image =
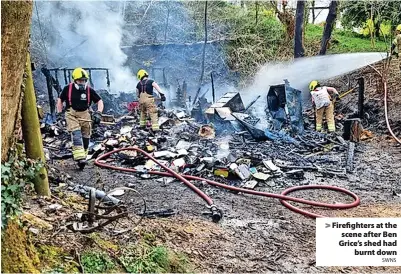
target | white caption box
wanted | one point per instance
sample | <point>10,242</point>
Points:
<point>358,242</point>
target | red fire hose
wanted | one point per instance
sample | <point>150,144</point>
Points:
<point>216,213</point>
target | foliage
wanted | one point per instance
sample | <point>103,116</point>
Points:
<point>17,175</point>
<point>97,262</point>
<point>144,258</point>
<point>385,28</point>
<point>342,41</point>
<point>356,13</point>
<point>53,260</point>
<point>251,35</point>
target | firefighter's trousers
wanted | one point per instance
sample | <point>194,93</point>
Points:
<point>80,132</point>
<point>147,106</point>
<point>329,112</point>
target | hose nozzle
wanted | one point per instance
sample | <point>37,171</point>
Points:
<point>216,213</point>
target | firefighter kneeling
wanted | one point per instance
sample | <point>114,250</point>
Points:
<point>144,90</point>
<point>78,97</point>
<point>323,104</point>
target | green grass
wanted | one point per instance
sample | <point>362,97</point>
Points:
<point>144,258</point>
<point>343,41</point>
<point>97,262</point>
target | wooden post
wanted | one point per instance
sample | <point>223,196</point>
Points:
<point>52,103</point>
<point>361,97</point>
<point>65,77</point>
<point>214,96</point>
<point>299,50</point>
<point>31,132</point>
<point>328,28</point>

|---|

* _DESCRIPTION OF THE TASK_
Copy out every line of the data above word for word, leaving out the pictures.

* _EXPECTED ANSWER_
image =
target | white caption box
wanted | one point per instance
sample | <point>10,242</point>
Points:
<point>358,242</point>
target | red fire hose
wanted | one point per instance
sample | <point>150,144</point>
Points:
<point>216,213</point>
target | foliage
wanted | one point per instance
sample | <point>103,116</point>
Points:
<point>17,175</point>
<point>97,262</point>
<point>144,258</point>
<point>385,28</point>
<point>342,41</point>
<point>356,13</point>
<point>53,260</point>
<point>251,35</point>
target | firefighter's trousers
wanted | one point per instance
sample | <point>194,93</point>
Points:
<point>80,132</point>
<point>147,106</point>
<point>329,112</point>
target | hose nozzle
wanted | one point per instance
sample | <point>37,171</point>
Points:
<point>216,213</point>
target | firefighter kneeling
wanted | one point per instance
sample | <point>114,250</point>
Points:
<point>144,90</point>
<point>78,97</point>
<point>323,104</point>
target | green grass
wanted | one point per instance
sample | <point>362,97</point>
Points:
<point>144,258</point>
<point>343,41</point>
<point>97,262</point>
target | wooden post
wanted | one point per instance
sample | <point>223,196</point>
Points:
<point>52,103</point>
<point>361,97</point>
<point>65,77</point>
<point>214,96</point>
<point>299,50</point>
<point>31,132</point>
<point>328,28</point>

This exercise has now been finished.